REQUIREMENT:
Retype, word for word, every line from the one holding "negative clicks: (779, 463)" through the one holding "rough mask: <svg" in the entries below, both included, and only those lines.

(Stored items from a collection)
"""

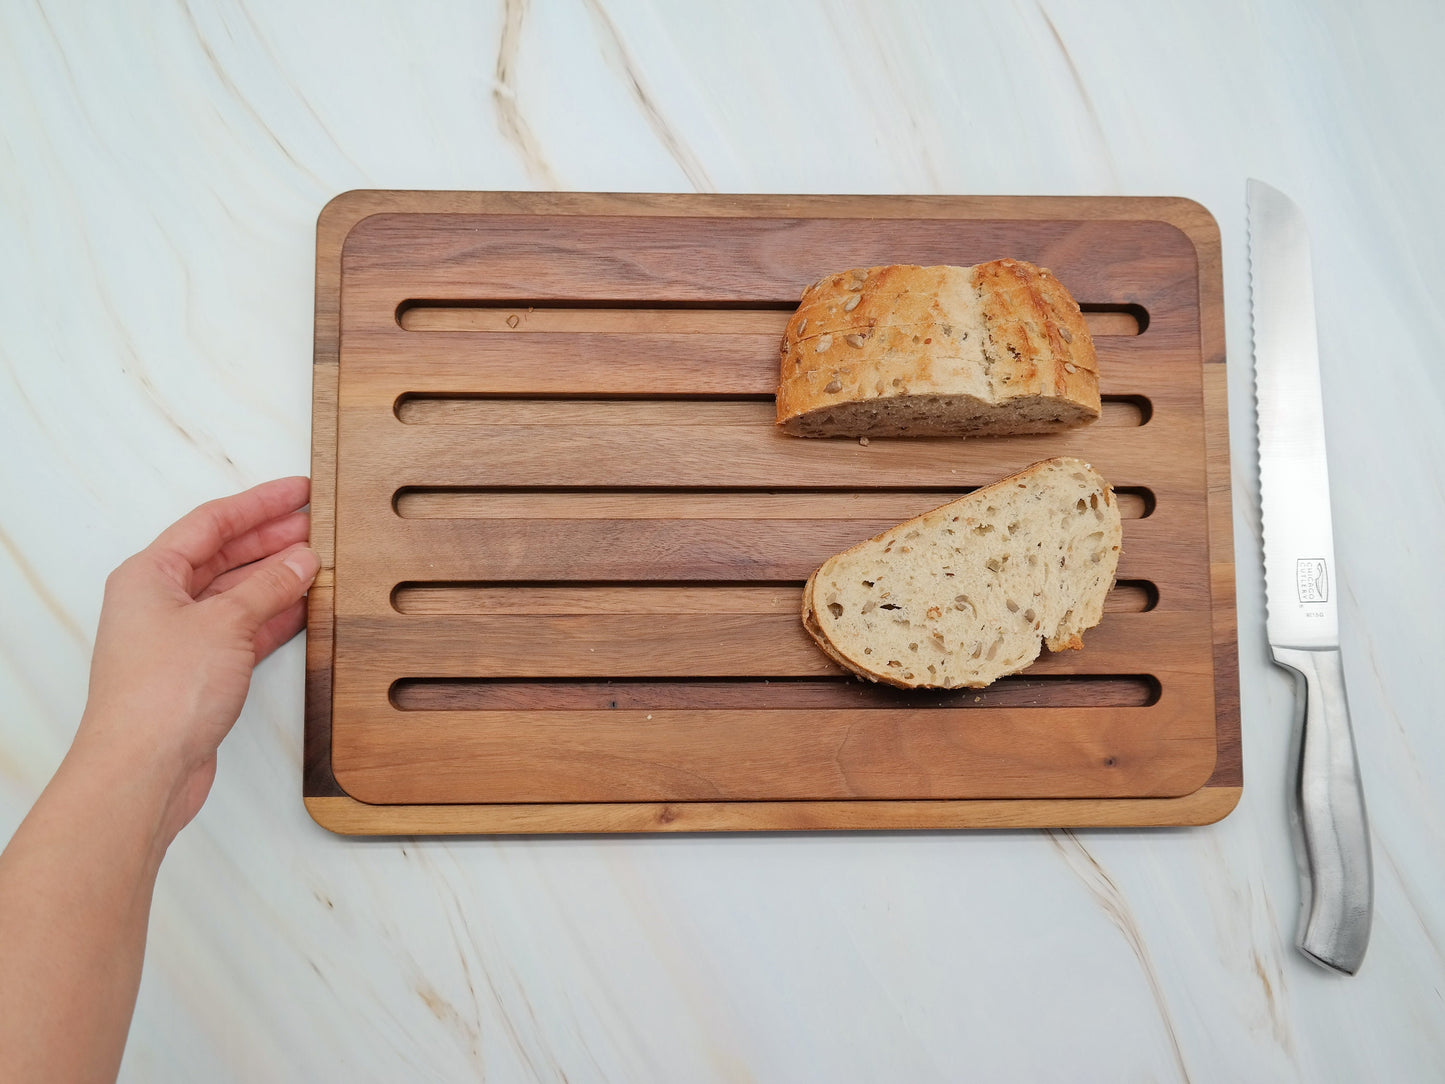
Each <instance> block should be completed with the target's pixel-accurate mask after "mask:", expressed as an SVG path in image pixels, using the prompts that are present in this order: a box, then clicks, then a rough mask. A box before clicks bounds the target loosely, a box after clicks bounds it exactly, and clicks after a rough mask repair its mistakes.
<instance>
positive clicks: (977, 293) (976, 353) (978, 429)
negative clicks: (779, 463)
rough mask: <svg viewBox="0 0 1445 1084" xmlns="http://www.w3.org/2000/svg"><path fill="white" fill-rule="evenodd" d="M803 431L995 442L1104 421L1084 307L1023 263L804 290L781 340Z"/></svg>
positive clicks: (928, 273) (779, 384) (784, 413)
mask: <svg viewBox="0 0 1445 1084" xmlns="http://www.w3.org/2000/svg"><path fill="white" fill-rule="evenodd" d="M780 351H782V373H780V379H779V384H777V423H779V425H780V426H782V428H783V431H785V432H789V434H793V435H795V436H905V435H906V436H988V435H1003V434H1025V432H1052V431H1055V429H1062V428H1068V426H1072V425H1082V423H1085V422H1091V421H1094V419H1095V418H1098V412H1100V399H1098V360H1097V357H1095V354H1094V341H1092V338H1091V337H1090V331H1088V325H1087V324H1085V322H1084V315H1082V314H1081V312H1079V306H1078V304H1077V302H1075V301H1074V298H1072V296H1069V292H1068V291H1066V289H1065V288H1064V283H1061V282H1059V280H1058V279H1056V278H1053V276H1052V275H1051V273H1049V272H1048V270H1043V269H1040V267H1035V266H1033V264H1032V263H1026V262H1023V260H993V262H991V263H980V264H977V266H974V267H949V266H936V267H918V266H913V264H892V266H883V267H858V269H854V270H847V272H840V273H838V275H829V276H827V278H825V279H819V280H818V282H815V283H814V285H812V286H809V288H808V289H806V291H803V296H802V302H801V304H799V306H798V312H795V314H793V317H792V319H789V321H788V330H786V331H785V332H783V341H782V348H780Z"/></svg>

"""

OUTPUT BELOW:
negative clicks: (779, 463)
rough mask: <svg viewBox="0 0 1445 1084" xmlns="http://www.w3.org/2000/svg"><path fill="white" fill-rule="evenodd" d="M803 431L995 442L1104 421L1084 307L1023 263L804 290L781 340Z"/></svg>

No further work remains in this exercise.